### Task set:
**A)** Answer these questions about the article on the stranded whale:
(i) Since what day had the whale been stranded?
(ii) On which afternoon was the whale's death confirmed?
(iii) On what day did Whale Release and Strandings write its Facebook post?
**B)** Can you output, word for word, the passage of the article on the stranded whale from "On Monday afternoon, it" to "able to assist."?

(Source extract)

The whale had been stranded in shallow waters since Friday, next to the fishing village of Old Perlican, local woman Mary Lou Riggs told the CBC. "Not very good, when you're down there and you're looking at him and you can see the blood on the ice where he's, I guess he's moving trying to get out. And you can hear him crying. Very, very sad."
"Just sounds like a baby crying, really… He was jammed right in there and couldn't even move," Riggs said. "There's a lot of blood on the ice, and they say it's from his tail."
On Monday afternoon, it was confirmed that the whale succumbed to its injuries and died.
Whale Release and Strandings is a Newfoundland nonprofit whose mission statement is to "tend to the entrapments and strandings of marine animals, such as whales, turtles, and basking sharks." Unfortunately, this is one whale they did not believe themselves able to assist.
"The whale is entrapped in heavy Arctic pack ice and is in very shallow water. There is nothing that can be done to assist unless the wind changes and frees the ice in the cove," the group wrote in a Facebook post on Saturday. "Please respect the animal in the situation it has found itself and do not attempt to touch the animal but just to leave it."

(End Source extract)
(Data for analysis)

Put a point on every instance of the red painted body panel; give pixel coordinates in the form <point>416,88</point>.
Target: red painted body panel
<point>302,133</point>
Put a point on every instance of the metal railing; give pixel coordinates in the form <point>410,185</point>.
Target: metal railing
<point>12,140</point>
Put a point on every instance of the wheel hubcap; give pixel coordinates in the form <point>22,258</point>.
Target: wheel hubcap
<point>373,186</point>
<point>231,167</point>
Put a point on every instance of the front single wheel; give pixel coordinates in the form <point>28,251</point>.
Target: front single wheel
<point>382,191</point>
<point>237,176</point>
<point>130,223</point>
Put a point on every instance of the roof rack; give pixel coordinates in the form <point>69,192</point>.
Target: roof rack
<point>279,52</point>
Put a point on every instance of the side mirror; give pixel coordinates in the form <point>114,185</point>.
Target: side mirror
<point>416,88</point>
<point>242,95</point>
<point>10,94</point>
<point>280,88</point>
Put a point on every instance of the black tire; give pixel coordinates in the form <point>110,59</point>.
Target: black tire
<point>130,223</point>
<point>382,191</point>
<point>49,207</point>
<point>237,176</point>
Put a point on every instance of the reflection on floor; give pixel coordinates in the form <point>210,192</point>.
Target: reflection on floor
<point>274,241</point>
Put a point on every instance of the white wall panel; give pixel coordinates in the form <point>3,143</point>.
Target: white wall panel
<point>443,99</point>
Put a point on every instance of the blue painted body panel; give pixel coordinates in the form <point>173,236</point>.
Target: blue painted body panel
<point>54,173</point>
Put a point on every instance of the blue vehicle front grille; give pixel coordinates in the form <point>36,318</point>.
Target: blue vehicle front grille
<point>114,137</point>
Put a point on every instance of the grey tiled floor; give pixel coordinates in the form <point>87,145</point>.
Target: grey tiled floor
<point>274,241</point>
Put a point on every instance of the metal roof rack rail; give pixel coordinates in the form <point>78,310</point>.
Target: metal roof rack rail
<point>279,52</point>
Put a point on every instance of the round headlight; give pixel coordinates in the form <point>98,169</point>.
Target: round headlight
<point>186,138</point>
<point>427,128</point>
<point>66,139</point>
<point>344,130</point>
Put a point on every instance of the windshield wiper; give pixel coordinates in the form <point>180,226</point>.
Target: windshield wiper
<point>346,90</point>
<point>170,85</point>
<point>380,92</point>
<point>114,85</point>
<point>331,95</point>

(End Data for analysis)

### Answers to the problems:
**A)**
(i) Friday
(ii) Monday afternoon
(iii) Saturday

**B)**
On Monday afternoon, it was confirmed that the whale succumbed to its injuries and died.
Whale Release and Strandings is a Newfoundland nonprofit whose mission statement is to "tend to the entrapments and strandings of marine animals, such as whales, turtles, and basking sharks." Unfortunately, this is one whale they did not believe themselves able to assist.